• **Given problem 1**
Retype the part of the Nextflow modules page that begins at the words "to generate tuples" and stops after "simple Nextflow module.".

======== Page excerpt

Modules
Last updated on 2025-07-05 | Edit this page
Overview
Questions
- How do I run tasks/modulees in Nextflow?
- How do I get data, files and values, into a module?
Objectives
- Understand how Nextflow uses modulees to implement tasks.
- Create a Nextflow module.
- Define inputs to a module.
Modules
We now know how to create and use Channels to send data around a workflow. We will now see how to run tasks within a workflow using modulees. Modules are nextflow scripts that can include definitions (workflows, processes, and functions).
A module
is the way Nextflow implements commands you
would run on the command line or custom scripts.
Here we focus on how defining processes within a module. A process can be thought of as a particular step in a workflow, e.g. data wrangling for analysis. Modules are independent of each other (don’t require any another module to implement) and can not communicate/write to each other. Data is passed between modulees via input and output Channels.
For example, we previously saw the process
GENERATE_READS
can accept multiple files as inputs. In the
previous episodes we saw examples of combinations of inputs,
each_period.tar.gz
and
comopsition_each_period.tar.gz
. Specifically in Task 4.3 we
used the channel.fromFilePairs()
to generate tuples of
inputs with file names, including both data and auxiliary data
files.
Now we will show how to convert this into a simple Nextflow module.
Process definition
The module definition starts with keyword module
,
followed by module name, in this case GENERATE_READS
, and
finally the module body
delimited by curly brackets
{}
. The module body must contain a string which represents
the command or, more generally, a script that is implemented by it.
Implicit variables
We use the Nextflow implicit variable ${projectDir}
to
specify the directory where the main script is located. This is
important as Nextflow scripts are implemented in a separate working
directory. A full list of implicit variables can be found here.
To add the module to a workflow, add a workflow
block,
and call the module like a function. We will learn more about the
workflow
block in the workflow episode. We can now run the
module:
Note We need to add the Nextflow run option
--module.debug
to print the output to the terminal.
Task 5.1
Open the Nextflow script 05_modules.nf
navigate to the
module definition section. You notice there is now a reference to a
module GENERATE_READS
. Where is the process defined? How
many times is the process used in the workflow?
Essentially this stores the process definition for
GENERATE_READS
. Note previously we defined the process in
the same file as our workflow, without having to fall back on a module.
It is generally good practice to organise code into modules, and store
these in the same folder. This is really helpful whenever we re-use a
process for a different purpose. Generally we can only use a process
once, if we need to repurpose a process, we’ll need to make sure to
assign an alias to each instance we refer to this. This is where modules
come handy as we can separate each set of code.

================
======== Extracted data

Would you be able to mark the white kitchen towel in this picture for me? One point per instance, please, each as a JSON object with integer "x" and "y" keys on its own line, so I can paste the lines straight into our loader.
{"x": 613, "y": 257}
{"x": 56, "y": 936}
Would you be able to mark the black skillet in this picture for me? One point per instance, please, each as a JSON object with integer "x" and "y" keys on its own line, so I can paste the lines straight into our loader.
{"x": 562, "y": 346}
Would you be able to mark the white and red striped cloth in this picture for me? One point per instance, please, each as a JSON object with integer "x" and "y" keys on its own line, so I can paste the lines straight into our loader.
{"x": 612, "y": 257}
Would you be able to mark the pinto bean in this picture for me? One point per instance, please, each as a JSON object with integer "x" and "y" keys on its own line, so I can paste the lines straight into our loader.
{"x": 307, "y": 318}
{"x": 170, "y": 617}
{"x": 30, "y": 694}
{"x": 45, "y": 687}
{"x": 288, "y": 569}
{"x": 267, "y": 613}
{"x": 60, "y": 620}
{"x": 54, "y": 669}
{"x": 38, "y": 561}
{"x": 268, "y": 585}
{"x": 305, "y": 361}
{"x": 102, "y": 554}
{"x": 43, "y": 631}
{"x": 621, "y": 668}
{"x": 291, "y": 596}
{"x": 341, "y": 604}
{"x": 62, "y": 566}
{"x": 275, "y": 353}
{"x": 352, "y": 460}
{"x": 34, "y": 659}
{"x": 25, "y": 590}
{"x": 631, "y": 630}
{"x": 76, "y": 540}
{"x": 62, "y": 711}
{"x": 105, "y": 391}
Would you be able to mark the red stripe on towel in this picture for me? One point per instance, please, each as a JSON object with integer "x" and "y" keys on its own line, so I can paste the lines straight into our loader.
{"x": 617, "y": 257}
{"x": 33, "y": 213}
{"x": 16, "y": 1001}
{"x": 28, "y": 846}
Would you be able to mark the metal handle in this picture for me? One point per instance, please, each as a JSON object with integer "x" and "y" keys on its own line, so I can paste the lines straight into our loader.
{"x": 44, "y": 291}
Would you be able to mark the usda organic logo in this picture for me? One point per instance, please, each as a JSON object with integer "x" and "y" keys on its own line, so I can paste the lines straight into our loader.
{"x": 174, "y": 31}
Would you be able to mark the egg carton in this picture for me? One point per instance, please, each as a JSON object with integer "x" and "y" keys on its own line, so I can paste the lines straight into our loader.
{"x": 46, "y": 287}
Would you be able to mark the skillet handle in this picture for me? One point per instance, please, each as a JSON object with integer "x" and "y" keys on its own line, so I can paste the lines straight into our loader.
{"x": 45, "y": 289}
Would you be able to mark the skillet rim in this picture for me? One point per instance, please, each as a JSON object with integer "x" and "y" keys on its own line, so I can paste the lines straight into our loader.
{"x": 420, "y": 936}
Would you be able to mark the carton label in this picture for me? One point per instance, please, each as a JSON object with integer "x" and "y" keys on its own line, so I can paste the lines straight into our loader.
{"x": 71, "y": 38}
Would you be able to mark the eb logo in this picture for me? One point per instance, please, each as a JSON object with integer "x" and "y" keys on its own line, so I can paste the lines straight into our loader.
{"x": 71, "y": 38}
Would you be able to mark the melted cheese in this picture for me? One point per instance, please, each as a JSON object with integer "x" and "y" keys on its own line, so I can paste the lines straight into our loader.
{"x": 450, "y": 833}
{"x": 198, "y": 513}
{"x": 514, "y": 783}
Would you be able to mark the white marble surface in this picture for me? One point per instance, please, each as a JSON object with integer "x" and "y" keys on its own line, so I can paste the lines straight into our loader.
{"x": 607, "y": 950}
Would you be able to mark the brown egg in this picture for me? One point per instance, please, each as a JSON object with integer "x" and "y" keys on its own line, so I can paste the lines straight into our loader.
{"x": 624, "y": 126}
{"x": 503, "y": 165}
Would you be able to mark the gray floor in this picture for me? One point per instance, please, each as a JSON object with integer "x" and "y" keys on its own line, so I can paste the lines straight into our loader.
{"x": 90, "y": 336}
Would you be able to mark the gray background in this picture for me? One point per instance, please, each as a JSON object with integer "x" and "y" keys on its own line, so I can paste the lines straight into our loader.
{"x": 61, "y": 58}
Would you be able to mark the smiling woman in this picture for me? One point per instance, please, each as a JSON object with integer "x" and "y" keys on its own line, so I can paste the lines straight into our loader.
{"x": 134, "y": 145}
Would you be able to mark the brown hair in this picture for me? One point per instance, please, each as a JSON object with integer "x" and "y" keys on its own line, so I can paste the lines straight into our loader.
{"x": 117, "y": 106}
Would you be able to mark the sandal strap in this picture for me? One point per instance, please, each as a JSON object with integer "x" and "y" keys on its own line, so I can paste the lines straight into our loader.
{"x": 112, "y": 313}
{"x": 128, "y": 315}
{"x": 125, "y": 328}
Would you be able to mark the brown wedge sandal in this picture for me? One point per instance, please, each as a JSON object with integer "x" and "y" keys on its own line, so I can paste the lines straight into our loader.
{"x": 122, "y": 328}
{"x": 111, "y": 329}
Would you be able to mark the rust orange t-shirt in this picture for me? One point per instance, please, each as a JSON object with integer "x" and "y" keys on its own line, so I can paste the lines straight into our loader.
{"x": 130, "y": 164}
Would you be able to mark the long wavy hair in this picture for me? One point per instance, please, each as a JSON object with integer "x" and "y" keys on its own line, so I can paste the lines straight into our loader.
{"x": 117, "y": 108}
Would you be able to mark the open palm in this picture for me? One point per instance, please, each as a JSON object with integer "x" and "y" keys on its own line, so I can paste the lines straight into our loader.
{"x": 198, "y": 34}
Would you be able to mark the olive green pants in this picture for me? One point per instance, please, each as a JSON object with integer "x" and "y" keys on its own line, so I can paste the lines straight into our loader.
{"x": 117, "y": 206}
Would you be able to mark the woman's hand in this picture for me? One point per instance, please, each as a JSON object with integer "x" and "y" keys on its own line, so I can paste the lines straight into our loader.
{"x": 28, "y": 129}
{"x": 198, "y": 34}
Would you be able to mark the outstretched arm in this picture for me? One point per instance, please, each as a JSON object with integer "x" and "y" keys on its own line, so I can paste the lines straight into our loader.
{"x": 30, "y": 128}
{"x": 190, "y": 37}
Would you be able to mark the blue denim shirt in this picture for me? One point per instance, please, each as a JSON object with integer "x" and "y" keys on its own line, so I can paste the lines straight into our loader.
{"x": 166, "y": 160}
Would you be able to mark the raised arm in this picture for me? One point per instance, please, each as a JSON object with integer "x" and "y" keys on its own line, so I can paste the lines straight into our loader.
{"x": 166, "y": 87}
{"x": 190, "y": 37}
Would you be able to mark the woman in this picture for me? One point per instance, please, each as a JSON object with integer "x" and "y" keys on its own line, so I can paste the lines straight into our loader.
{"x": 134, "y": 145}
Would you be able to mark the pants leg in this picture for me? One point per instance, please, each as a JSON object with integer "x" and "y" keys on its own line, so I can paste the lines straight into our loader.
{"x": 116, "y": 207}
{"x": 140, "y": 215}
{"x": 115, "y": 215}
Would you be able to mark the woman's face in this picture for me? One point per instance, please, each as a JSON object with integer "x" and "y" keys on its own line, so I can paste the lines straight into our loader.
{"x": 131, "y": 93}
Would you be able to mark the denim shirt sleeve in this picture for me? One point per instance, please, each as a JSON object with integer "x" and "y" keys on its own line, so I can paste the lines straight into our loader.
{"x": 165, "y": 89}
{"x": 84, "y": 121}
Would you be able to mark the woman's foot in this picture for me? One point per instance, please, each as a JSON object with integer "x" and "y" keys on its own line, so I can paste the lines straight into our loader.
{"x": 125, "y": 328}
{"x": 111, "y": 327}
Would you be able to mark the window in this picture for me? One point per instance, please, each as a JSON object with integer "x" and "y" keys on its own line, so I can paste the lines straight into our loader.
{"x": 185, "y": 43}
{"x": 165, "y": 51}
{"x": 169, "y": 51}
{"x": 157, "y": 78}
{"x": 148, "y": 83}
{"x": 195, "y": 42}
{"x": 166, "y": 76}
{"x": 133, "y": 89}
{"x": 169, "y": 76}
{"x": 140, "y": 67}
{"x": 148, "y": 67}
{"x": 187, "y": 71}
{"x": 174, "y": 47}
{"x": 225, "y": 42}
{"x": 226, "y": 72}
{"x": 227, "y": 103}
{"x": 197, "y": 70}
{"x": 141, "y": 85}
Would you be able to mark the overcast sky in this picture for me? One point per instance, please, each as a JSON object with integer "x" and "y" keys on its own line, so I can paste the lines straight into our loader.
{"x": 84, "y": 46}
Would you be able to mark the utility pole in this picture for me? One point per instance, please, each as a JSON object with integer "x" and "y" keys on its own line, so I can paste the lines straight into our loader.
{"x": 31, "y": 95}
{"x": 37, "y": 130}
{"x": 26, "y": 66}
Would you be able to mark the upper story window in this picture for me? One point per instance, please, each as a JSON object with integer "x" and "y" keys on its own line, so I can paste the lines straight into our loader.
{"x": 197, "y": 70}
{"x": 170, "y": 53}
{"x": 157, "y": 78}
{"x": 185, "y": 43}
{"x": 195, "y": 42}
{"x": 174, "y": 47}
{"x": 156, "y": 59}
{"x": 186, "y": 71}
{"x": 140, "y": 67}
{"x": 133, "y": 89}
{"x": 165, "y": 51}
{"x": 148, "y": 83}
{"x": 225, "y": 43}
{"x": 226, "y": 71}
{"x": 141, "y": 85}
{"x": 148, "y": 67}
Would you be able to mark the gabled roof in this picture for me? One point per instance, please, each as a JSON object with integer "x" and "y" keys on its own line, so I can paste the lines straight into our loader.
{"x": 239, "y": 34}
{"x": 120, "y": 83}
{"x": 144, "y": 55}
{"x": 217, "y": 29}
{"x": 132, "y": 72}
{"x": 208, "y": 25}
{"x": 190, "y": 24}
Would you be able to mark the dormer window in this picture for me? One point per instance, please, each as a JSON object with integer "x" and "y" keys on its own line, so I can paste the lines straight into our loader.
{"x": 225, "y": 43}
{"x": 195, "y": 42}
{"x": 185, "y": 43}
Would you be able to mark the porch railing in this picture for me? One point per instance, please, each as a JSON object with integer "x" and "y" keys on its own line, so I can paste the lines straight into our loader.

================

• **Given problem 2**
Gather every line of the records that contains the word "towel".

• **Exercise output 1**
to generate tuples of
inputs with file names, including both data and auxiliary data
files.
Now we will show how to convert this into a simple Nextflow module.

• **Exercise output 2**
Would you be able to mark the white kitchen towel in this picture for me? One point per instance, please, each as a JSON object with integer "x" and "y" keys on its own line, so I can paste the lines straight into our loader.
Would you be able to mark the red stripe on towel in this picture for me? One point per instance, please, each as a JSON object with integer "x" and "y" keys on its own line, so I can paste the lines straight into our loader.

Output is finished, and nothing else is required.